> [Directions for this task] Rewrite every line from the start of the data through the line containing "[380,290,488,319]", requests included, scaling each bounding box coordinate in the answers by 2.2 and rounding it to a whole number, with halves rounded up.

** start Entries shown **

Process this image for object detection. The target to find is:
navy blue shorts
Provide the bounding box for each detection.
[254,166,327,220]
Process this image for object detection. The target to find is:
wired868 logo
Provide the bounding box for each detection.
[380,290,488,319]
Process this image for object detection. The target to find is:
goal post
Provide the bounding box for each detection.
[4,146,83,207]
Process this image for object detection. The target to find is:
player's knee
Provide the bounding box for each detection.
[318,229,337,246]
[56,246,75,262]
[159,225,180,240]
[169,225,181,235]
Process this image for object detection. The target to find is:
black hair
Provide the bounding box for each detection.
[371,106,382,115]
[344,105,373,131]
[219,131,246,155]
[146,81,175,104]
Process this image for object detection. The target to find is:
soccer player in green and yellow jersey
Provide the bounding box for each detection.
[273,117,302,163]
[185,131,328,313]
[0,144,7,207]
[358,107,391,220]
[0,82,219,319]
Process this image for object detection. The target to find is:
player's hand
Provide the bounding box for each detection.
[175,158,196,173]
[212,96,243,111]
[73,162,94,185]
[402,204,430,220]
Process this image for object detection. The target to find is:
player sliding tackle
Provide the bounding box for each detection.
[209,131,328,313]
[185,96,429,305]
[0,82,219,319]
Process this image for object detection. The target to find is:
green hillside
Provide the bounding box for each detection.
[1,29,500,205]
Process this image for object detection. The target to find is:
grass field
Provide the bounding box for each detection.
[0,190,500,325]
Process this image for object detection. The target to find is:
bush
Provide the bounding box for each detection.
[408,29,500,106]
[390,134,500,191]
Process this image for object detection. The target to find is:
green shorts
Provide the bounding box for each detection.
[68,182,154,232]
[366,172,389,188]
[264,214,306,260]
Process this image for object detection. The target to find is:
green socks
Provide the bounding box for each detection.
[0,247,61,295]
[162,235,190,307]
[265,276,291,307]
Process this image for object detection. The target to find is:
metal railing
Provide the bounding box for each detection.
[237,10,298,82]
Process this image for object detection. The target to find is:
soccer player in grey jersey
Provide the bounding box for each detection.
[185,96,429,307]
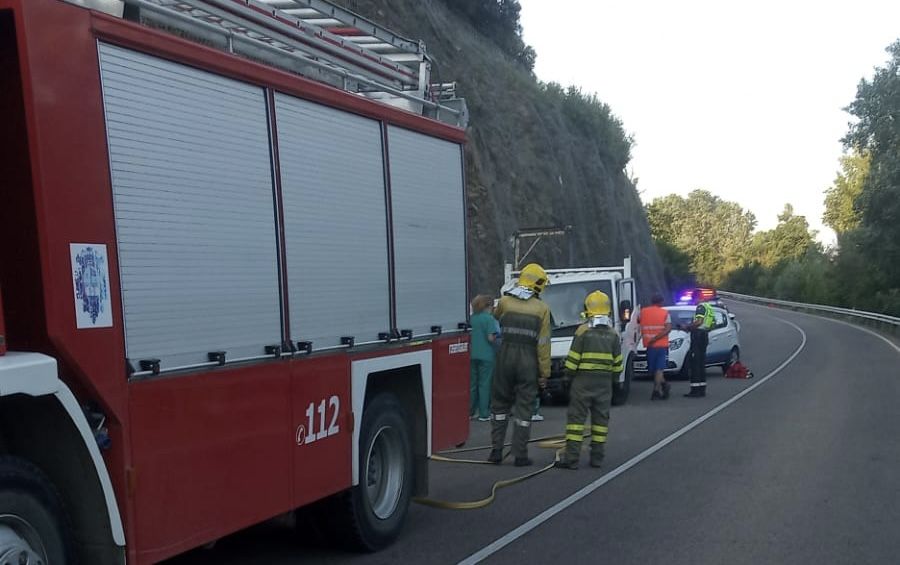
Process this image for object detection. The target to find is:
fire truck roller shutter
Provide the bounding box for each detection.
[275,94,391,349]
[99,43,281,370]
[388,127,468,335]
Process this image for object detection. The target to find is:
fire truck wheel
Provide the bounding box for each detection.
[339,393,413,551]
[0,456,75,565]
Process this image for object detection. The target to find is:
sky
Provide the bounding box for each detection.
[519,0,900,244]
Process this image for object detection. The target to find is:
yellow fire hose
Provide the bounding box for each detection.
[413,435,587,510]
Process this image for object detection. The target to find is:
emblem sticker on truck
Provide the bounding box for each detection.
[450,343,469,355]
[69,243,112,329]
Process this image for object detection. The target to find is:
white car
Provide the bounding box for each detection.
[634,306,741,378]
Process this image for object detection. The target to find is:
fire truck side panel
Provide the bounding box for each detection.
[431,334,469,451]
[387,127,468,335]
[131,361,294,563]
[0,6,48,351]
[99,43,282,370]
[5,0,127,422]
[275,93,391,349]
[290,354,362,507]
[0,0,133,552]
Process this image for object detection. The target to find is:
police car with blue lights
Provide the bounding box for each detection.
[634,289,741,378]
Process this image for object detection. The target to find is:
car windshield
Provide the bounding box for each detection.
[541,281,612,328]
[667,308,694,328]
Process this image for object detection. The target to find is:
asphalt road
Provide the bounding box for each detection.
[167,303,900,565]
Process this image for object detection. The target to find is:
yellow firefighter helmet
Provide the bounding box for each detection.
[519,263,550,294]
[584,290,612,318]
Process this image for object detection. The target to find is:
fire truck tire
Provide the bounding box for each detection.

** end Entries shown **

> [Task response]
Process this image for object detection. The target to find is:
navy blue shorts
Provide the bounding box for each detection.
[559,365,719,484]
Process this image for object detection. The target to find is:
wired868 logo
Provide the bounding box for each detection.
[836,638,1074,702]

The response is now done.